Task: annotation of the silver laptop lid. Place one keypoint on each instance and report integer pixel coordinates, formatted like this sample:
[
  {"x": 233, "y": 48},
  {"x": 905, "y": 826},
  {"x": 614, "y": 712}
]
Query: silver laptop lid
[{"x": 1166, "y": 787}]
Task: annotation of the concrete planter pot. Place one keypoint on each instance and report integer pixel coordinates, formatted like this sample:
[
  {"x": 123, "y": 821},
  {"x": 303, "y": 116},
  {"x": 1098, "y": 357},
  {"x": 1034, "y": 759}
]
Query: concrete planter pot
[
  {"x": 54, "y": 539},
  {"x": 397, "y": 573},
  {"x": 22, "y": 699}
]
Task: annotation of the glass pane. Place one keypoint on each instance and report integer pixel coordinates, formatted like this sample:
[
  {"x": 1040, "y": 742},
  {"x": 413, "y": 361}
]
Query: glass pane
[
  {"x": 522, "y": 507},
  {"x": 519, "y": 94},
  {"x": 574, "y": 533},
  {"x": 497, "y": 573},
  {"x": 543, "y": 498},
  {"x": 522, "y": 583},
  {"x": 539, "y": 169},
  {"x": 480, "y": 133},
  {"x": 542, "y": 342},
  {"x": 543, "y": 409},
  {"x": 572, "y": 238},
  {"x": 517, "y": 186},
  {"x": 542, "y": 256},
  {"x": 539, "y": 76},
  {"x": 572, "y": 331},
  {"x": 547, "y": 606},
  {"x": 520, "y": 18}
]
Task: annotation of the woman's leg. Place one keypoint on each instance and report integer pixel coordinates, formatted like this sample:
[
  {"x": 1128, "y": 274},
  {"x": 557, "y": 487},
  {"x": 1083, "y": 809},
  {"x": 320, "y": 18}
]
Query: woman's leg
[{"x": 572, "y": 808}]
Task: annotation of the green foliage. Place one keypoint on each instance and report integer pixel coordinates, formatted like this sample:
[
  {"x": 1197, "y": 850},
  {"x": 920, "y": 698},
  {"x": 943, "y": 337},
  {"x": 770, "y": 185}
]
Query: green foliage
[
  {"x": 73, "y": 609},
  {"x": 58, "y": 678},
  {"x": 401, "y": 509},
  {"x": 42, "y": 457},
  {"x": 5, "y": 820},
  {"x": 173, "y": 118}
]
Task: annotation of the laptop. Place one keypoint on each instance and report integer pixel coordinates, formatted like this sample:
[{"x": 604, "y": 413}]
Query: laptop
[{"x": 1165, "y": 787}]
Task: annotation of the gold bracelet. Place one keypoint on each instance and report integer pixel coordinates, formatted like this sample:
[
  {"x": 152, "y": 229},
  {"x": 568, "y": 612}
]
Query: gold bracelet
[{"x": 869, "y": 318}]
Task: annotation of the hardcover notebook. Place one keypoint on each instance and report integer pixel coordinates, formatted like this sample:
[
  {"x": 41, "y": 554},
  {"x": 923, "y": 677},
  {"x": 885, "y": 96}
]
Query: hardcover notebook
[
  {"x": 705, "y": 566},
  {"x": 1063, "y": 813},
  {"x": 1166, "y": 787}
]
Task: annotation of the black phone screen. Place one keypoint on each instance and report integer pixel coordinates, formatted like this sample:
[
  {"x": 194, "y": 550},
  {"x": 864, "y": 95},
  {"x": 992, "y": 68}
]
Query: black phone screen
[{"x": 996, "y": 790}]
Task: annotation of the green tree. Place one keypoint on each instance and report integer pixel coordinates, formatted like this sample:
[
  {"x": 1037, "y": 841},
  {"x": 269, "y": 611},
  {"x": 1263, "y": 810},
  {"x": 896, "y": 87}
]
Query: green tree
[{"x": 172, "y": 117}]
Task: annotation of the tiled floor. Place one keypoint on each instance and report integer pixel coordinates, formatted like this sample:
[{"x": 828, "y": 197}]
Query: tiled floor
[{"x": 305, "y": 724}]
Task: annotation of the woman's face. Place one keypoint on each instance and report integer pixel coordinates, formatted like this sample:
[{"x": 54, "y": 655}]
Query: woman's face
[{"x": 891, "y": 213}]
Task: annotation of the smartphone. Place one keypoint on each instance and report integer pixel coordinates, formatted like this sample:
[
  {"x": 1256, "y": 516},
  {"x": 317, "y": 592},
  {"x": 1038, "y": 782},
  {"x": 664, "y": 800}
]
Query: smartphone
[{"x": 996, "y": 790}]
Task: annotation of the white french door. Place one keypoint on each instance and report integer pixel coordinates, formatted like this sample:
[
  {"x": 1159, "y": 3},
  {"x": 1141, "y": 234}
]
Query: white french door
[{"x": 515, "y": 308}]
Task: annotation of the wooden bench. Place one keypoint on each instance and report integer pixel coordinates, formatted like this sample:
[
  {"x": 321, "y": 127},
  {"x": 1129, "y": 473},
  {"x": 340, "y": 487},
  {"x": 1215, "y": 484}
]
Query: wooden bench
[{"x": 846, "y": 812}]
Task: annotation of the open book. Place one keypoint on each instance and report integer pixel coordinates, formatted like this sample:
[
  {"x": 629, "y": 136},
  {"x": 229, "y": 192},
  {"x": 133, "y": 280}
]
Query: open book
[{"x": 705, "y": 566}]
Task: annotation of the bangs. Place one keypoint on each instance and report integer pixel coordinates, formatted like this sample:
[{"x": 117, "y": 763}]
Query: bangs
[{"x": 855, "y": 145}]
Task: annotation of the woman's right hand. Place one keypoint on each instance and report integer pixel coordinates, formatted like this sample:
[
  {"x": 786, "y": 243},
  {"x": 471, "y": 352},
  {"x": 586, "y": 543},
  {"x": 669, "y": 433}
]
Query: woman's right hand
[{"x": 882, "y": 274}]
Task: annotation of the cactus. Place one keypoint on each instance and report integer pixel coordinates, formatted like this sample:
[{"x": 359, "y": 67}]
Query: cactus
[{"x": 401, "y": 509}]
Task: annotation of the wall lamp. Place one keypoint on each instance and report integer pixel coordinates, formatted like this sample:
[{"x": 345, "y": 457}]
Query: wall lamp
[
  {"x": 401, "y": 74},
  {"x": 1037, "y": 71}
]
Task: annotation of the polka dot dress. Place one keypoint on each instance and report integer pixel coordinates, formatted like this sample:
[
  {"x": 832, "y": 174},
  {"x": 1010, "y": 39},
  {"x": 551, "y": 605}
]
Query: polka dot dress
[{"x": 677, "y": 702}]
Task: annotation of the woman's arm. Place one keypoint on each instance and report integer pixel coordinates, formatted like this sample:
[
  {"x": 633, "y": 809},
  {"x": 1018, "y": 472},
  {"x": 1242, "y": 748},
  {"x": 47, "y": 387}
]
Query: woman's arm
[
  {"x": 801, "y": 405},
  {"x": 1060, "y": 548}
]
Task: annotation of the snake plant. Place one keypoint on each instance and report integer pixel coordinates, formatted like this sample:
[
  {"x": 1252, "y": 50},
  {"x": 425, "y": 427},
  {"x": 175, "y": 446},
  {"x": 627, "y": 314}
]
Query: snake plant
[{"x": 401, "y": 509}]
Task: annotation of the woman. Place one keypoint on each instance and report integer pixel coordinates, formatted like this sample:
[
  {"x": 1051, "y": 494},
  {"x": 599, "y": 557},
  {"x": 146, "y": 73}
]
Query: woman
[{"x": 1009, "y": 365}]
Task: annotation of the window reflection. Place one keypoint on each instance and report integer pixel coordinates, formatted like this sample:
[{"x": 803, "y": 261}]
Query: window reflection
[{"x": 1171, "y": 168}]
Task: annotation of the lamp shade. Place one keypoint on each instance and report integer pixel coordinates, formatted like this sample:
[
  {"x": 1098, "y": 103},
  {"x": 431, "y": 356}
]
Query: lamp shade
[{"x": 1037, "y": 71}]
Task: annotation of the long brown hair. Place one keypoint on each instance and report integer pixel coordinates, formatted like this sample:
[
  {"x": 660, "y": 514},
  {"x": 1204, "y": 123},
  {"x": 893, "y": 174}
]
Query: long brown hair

• • • •

Exercise directions -> Retype all the data exactly, line for line.

Written solution ->
Task: annotation of the silver laptop lid. Place one keypoint on each instance and report integer pixel coordinates, formatted like this sample:
[
  {"x": 233, "y": 48},
  {"x": 905, "y": 826},
  {"x": 614, "y": 712}
]
Query: silver laptop lid
[{"x": 1166, "y": 787}]
Task: annotation of the concrete planter pot. Place one keypoint on each instance and report integer pixel coordinates, formatted like this sample:
[
  {"x": 123, "y": 821},
  {"x": 303, "y": 116},
  {"x": 1098, "y": 357},
  {"x": 1034, "y": 759}
]
Query: concrete planter pot
[
  {"x": 54, "y": 539},
  {"x": 397, "y": 573},
  {"x": 22, "y": 699}
]
Task: annotation of the glass pane. Place one keypoint on each instance and report integer pixel coordinates, formatted like this sample:
[
  {"x": 1040, "y": 742},
  {"x": 413, "y": 361}
]
Query: glass pane
[
  {"x": 522, "y": 507},
  {"x": 519, "y": 94},
  {"x": 574, "y": 533},
  {"x": 497, "y": 573},
  {"x": 543, "y": 498},
  {"x": 522, "y": 583},
  {"x": 539, "y": 169},
  {"x": 480, "y": 133},
  {"x": 542, "y": 342},
  {"x": 543, "y": 409},
  {"x": 572, "y": 238},
  {"x": 517, "y": 186},
  {"x": 542, "y": 256},
  {"x": 539, "y": 76},
  {"x": 572, "y": 331},
  {"x": 547, "y": 606},
  {"x": 520, "y": 18}
]
Task: annotation of the woman's leg. Place one keypoint on each instance and report integer pixel coordinates, formatted like this sample:
[
  {"x": 1128, "y": 274},
  {"x": 557, "y": 487},
  {"x": 1083, "y": 809},
  {"x": 320, "y": 18}
]
Query: woman's leg
[{"x": 572, "y": 808}]
Task: annotation of the green foliage. Place one keypoint on each instance and report integer pixel coordinates, formatted like this sample:
[
  {"x": 1197, "y": 850},
  {"x": 920, "y": 698},
  {"x": 943, "y": 337},
  {"x": 770, "y": 185}
]
Query: green foliage
[
  {"x": 73, "y": 609},
  {"x": 58, "y": 678},
  {"x": 401, "y": 509},
  {"x": 42, "y": 457},
  {"x": 5, "y": 820},
  {"x": 173, "y": 118}
]
Task: annotation of the laptop. Place one keypoint on each instance and report integer pixel coordinates, formatted like this sample:
[{"x": 604, "y": 413}]
Query: laptop
[{"x": 1165, "y": 787}]
Task: annotation of the gold bracelet. Place one keypoint on each instance and report integer pixel coordinates, formatted like this sample:
[
  {"x": 152, "y": 229},
  {"x": 568, "y": 612}
]
Query: gold bracelet
[{"x": 869, "y": 318}]
Task: annotation of the hardcover notebook. Place one keypoint on each instance and report integer pixel coordinates, formatted like this sample:
[
  {"x": 41, "y": 554},
  {"x": 923, "y": 677},
  {"x": 885, "y": 96}
]
Query: hardcover notebook
[
  {"x": 705, "y": 566},
  {"x": 1063, "y": 813},
  {"x": 1166, "y": 787}
]
Task: annotation of the black phone screen. Place one keypoint on each instance and report integer pixel coordinates, formatted like this sample:
[
  {"x": 194, "y": 550},
  {"x": 864, "y": 95},
  {"x": 992, "y": 68}
]
Query: black phone screen
[{"x": 996, "y": 790}]
Task: annotation of the green tree. Place one keypoint on each instance and report integer pixel coordinates, formatted like this sample:
[
  {"x": 1037, "y": 841},
  {"x": 269, "y": 611},
  {"x": 1263, "y": 810},
  {"x": 896, "y": 87}
]
Query: green tree
[{"x": 172, "y": 117}]
Task: annotation of the tiled floor. Place one keypoint on each instance and report integer pixel coordinates, formatted like this sample:
[{"x": 828, "y": 197}]
Query: tiled floor
[{"x": 305, "y": 724}]
Task: annotation of the woman's face. Place one keypoint on each instance and report integer pixel coordinates, formatted like this sample:
[{"x": 54, "y": 655}]
Query: woman's face
[{"x": 891, "y": 213}]
Task: annotation of the smartphone. Place one keypoint on each instance and report integer pixel coordinates, formatted like this sample:
[
  {"x": 1256, "y": 516},
  {"x": 317, "y": 592},
  {"x": 1038, "y": 782},
  {"x": 664, "y": 800}
]
Query: smartphone
[{"x": 996, "y": 790}]
Task: annotation of the white french door. Place one keypoint on each instance and report integer pixel coordinates, formatted like this sample:
[
  {"x": 1159, "y": 3},
  {"x": 1141, "y": 234}
]
Query: white french door
[{"x": 515, "y": 308}]
Task: annotation of the wooden bench. Place one keypoint on each instance and report integer pixel coordinates, formatted like this sample:
[
  {"x": 321, "y": 127},
  {"x": 1129, "y": 473},
  {"x": 340, "y": 487},
  {"x": 1215, "y": 484}
]
Query: wooden bench
[{"x": 846, "y": 812}]
Task: annotation of the open book. Place one keypoint on each instance and report integer pixel coordinates, formatted like this sample:
[
  {"x": 629, "y": 136},
  {"x": 229, "y": 192},
  {"x": 133, "y": 280}
]
Query: open book
[{"x": 705, "y": 566}]
Task: annotation of the bangs. Place one keypoint on each instance and report integer pixel coordinates, formatted like this sample:
[{"x": 117, "y": 763}]
Query: bangs
[{"x": 855, "y": 145}]
Task: annotation of the woman's right hand. Place one keypoint on each instance and report integer pixel coordinates, formatted like this sample:
[
  {"x": 786, "y": 243},
  {"x": 471, "y": 352},
  {"x": 586, "y": 543},
  {"x": 669, "y": 433}
]
Query: woman's right hand
[{"x": 882, "y": 274}]
Task: annotation of the cactus. Place one keypoint on each instance and report integer pixel coordinates, formatted like this sample:
[{"x": 359, "y": 67}]
Query: cactus
[{"x": 401, "y": 509}]
Task: annotation of the wall lamp. Place one keypoint on each instance and report integer pixel coordinates, formatted like this sample:
[{"x": 345, "y": 457}]
Query: wall lamp
[
  {"x": 401, "y": 74},
  {"x": 1037, "y": 71}
]
Task: annotation of the polka dot dress. Place one keypoint on each instance and report integer pixel coordinates, formatted like this sample:
[
  {"x": 832, "y": 174},
  {"x": 1010, "y": 39},
  {"x": 551, "y": 605}
]
Query: polka dot dress
[{"x": 677, "y": 702}]
Task: annotation of the woman's arm. Place one keypoint on each instance and report integer pixel coordinates, formatted like this sample:
[
  {"x": 633, "y": 809},
  {"x": 1018, "y": 472},
  {"x": 1242, "y": 748},
  {"x": 47, "y": 387}
]
Query: woman's arm
[
  {"x": 801, "y": 405},
  {"x": 1060, "y": 548}
]
Task: annotation of the snake plant. Place one keypoint on each instance and report integer pixel coordinates, formatted like this sample:
[
  {"x": 1252, "y": 50},
  {"x": 425, "y": 427},
  {"x": 175, "y": 446},
  {"x": 627, "y": 314}
]
Query: snake plant
[{"x": 401, "y": 509}]
Task: annotation of the woman. Place one keypoint on each instance and report integer pixel coordinates, formatted like this sample:
[
  {"x": 1051, "y": 494},
  {"x": 599, "y": 557},
  {"x": 146, "y": 73}
]
Query: woman
[{"x": 1009, "y": 365}]
Task: annotation of the window reflection. Place one keypoint on each instance and report integer pixel coordinates, formatted like this sample:
[{"x": 803, "y": 261}]
Query: window reflection
[{"x": 1171, "y": 168}]
Task: annotation of the lamp shade. Place one keypoint on each instance and report integer pixel coordinates, formatted like this sample:
[
  {"x": 1098, "y": 103},
  {"x": 431, "y": 356}
]
Query: lamp shade
[{"x": 1037, "y": 71}]
Task: annotation of the long brown hair. Place one keypoint on each instance and report integer pixel coordinates, formatted like this sample:
[
  {"x": 660, "y": 514},
  {"x": 1204, "y": 123},
  {"x": 893, "y": 174}
]
Query: long brown hair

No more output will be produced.